[Photo-based referring expression data]
........

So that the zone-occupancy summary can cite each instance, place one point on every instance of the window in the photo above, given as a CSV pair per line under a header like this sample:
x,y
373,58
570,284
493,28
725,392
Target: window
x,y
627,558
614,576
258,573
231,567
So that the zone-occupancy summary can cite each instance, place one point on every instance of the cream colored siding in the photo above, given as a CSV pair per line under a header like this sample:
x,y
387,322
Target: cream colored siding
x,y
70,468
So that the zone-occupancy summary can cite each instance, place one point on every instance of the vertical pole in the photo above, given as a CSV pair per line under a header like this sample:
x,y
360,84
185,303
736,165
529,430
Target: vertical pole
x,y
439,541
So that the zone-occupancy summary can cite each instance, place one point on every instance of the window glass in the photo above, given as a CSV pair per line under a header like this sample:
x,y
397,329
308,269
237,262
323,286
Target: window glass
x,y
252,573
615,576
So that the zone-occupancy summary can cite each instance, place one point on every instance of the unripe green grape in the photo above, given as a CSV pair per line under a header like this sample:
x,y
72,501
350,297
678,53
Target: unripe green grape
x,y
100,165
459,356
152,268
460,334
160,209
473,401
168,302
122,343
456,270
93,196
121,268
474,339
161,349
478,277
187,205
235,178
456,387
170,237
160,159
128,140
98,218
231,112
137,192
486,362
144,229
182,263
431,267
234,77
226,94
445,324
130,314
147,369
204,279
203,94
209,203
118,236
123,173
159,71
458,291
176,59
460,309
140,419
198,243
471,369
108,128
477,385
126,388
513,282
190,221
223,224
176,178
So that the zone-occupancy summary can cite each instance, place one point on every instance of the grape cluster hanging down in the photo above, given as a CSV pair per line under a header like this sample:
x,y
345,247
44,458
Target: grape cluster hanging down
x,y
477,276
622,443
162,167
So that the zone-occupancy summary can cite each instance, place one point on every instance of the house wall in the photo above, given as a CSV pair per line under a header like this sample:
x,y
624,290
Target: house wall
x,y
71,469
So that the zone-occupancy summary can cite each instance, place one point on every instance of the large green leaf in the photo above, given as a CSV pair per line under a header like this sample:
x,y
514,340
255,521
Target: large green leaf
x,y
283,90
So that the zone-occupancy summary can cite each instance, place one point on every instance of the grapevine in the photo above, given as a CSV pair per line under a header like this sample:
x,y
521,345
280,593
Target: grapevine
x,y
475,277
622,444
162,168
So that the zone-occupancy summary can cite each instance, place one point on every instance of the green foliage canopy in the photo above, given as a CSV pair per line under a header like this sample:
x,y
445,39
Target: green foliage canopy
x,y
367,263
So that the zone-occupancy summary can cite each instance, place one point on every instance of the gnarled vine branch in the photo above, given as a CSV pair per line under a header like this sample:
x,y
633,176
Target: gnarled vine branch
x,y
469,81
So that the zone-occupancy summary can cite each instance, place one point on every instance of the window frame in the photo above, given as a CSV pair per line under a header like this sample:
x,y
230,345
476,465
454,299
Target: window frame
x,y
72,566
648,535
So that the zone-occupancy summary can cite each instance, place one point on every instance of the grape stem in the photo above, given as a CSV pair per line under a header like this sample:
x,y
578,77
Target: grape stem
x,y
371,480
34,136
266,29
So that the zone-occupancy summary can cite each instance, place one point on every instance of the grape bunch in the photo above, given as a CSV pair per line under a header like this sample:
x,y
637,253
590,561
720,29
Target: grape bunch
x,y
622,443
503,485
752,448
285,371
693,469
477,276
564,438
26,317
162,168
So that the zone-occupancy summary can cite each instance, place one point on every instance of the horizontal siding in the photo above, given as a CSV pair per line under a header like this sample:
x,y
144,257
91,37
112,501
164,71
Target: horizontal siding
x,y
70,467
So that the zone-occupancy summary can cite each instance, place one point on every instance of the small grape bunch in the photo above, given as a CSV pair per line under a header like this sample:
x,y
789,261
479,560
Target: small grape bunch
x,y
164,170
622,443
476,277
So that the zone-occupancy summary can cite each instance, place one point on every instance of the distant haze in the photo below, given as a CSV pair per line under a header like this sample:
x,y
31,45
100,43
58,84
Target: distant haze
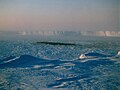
x,y
79,15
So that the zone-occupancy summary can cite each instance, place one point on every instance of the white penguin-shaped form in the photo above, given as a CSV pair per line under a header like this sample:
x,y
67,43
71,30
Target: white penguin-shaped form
x,y
118,53
82,56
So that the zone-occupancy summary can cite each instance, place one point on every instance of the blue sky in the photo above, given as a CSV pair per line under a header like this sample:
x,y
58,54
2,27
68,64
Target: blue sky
x,y
59,15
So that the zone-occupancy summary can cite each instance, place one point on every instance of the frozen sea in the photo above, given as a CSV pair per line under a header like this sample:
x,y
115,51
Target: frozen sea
x,y
28,65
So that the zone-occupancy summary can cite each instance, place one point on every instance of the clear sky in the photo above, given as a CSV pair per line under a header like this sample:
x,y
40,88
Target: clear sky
x,y
59,15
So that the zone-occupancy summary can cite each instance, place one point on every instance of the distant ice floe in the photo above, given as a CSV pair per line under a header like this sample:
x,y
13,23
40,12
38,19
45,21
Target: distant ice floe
x,y
96,56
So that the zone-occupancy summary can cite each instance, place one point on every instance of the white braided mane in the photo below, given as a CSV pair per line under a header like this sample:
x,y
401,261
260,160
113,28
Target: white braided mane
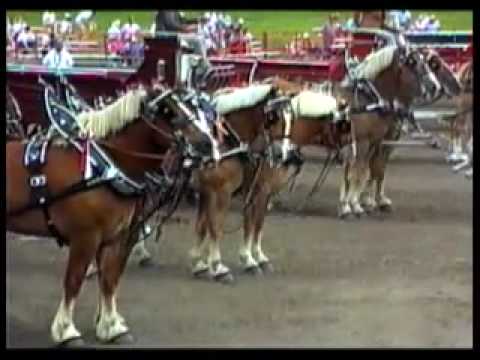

........

**PROBLEM**
Give the data above again, exactly, with every picture removed.

**YOUR RESPONSE**
So that the zone-occupancy summary can cite each instance, place one point on every instance of the window in the photo above, given as a CSV pair per line under a header like this sample:
x,y
373,58
570,284
493,28
725,392
Target: window
x,y
627,558
614,576
258,573
231,567
So that the zone-occupancy summary can cite each instance, place one point on every instance of the cream colored siding in the photo above, given as a CSV pair per line under a header like this sample:
x,y
387,322
Target: cream colored siding
x,y
70,468
So that the zone-occupancy summary can cite each instance, place one point on every instance of the vertical pole in the photo above, given as a CSV pair per line under a header like this sample:
x,y
360,84
185,303
736,165
529,430
Target: vertical pole
x,y
439,541
So that the zone-occupancy summary can cite each instance, place one point on every instance of the window glass in the photo above, given as a CSV pair per line under a header like this sample:
x,y
397,329
308,269
237,262
323,286
Target: window glass
x,y
252,573
615,576
So that the zone-occupancy summary can cite each instance, place one point on every instance of the unripe green grape in the photo above, given as a CSV pair per line under a header like this sample:
x,y
72,501
350,297
678,53
Target: unripe green grape
x,y
100,165
459,356
152,268
460,334
160,209
473,401
168,302
122,343
456,270
93,196
121,268
474,339
161,349
478,277
187,205
235,178
456,387
170,237
160,159
128,140
98,218
231,112
137,192
486,362
144,229
182,263
431,267
234,77
226,94
445,324
130,314
147,369
204,279
203,94
209,203
118,236
123,173
159,71
458,291
176,59
460,309
140,419
198,243
471,369
108,128
477,385
126,388
513,282
190,221
223,224
176,178
So that the zone-occupancy summary can cite each instance, place one point on every instance of the grape cluster hanging down in the photo above, given as a CSV pair per line under a header like this sample:
x,y
345,247
44,458
Target: grape cluster hanging down
x,y
477,276
622,443
162,167
So that the zone-occupancy summary can cite each instance, place one point on every instance of the house wall in the photo above, given as a CSV pair per line under a header like this sample:
x,y
624,290
Target: house wall
x,y
71,469
So that the zone-occupancy summary can cite each instance, place one point on every instance of the large green leaf in the photo above, given as a CSV pair per line under a header like this sample:
x,y
514,340
255,521
Target: large green leaf
x,y
283,90
So that the zone-occupancy summary can cite each instance, place one point on every instance of the grapevine in the photo above, given as a CSV pair per line under a header like this sample:
x,y
521,345
280,593
Target: grapevine
x,y
475,277
622,444
162,168
So that the zone-occupancy summary can cite each instance, place one point on every instance of the green foliage canopy in the photo above, given as a CSV pair per line under a header like this sample:
x,y
445,39
Target: green foliage canopy
x,y
367,263
So that the zone-occupancy summary can cite each instance, place one point on every instance of the gnarled vine branch in the photo above, given as a CSV pair per line under a header like this sample:
x,y
633,176
Target: gnarled vine branch
x,y
469,81
So that the zone-occupancy summary can cite each instance, place one point on every instance of the window frame in the photo above, given as a CSV pair per line under a header like this sample:
x,y
230,345
476,465
454,299
Target: window frame
x,y
72,566
648,535
So that the zone-occupancy summary can cite each instance, place one point on every instance of the grape stem in the photo above, given as a CSV pair per line under a header like this sample:
x,y
578,77
Target: grape stem
x,y
371,480
34,136
266,29
So that the zone-occupancy summary can cite each instance, place one point on every instance of the grape bunch in the photo above, given as a CSV pair per line under a header like this sample:
x,y
637,253
590,561
720,29
Target: grape bunch
x,y
622,443
503,485
752,448
285,371
693,469
477,276
564,438
26,317
162,168
So that the zone-occupancy summary can cite each instance, place one point on every instance of the horizontal siding in the photo above, given as a CSV pair per line under a header like this sample:
x,y
144,257
91,37
112,501
164,71
Target: horizontal siding
x,y
70,467
So that the zone-occupancy summary can cite each instance, place one point on every instance of the small grape bunch in the photo above, given as a CSV pair per line under a header like this sample:
x,y
789,261
479,560
Target: small grape bunch
x,y
164,170
622,443
476,277
So that the zone-occupancy summary can cite each instance, place one point on every instance of the distant haze in the photo below, given as a CSV pair per line under a header like this sample:
x,y
31,45
100,43
58,84
Target: distant haze
x,y
79,15
So that the zone-occupancy summary can cite each instance, place one point on every instance of the white penguin-shaped form in the photo above, given as a CSV pair per line under a header like this sample:
x,y
67,43
71,30
Target: white penguin-shaped form
x,y
118,53
82,56
So that the zone-occupancy summary can cite each instance, place one point on every instance of the blue sky in the photo above, given as a CSV pair per line under a header like this sample:
x,y
58,54
2,27
68,64
Target: blue sky
x,y
59,15
So that the zone-occupancy summary can cite each instance, place one point on every instance of the frozen sea in the photo above, given as a CSV pair per line under a header like this sample:
x,y
115,51
Target: frozen sea
x,y
28,65
So that the zone-occupancy summary can cite each instance, place one point on every instance of the clear sky in the photo above, given as a CSV pair per line under a header like this sample:
x,y
40,88
Target: clear sky
x,y
59,15
So that the zone-occupancy summary can cite each instance, place one point on every instance of the distant ice floe in the photo above, given as a CSV pair per line under a header like this sample:
x,y
13,23
40,12
38,19
45,21
Target: distant ice floe
x,y
96,56
So that the zone-occupancy summary can cite each instance, place one point on every instance of the white braided mane in the photo below, given as a CSV pair per line under a header like this sample:
x,y
401,261
260,160
113,28
Target: white braided mane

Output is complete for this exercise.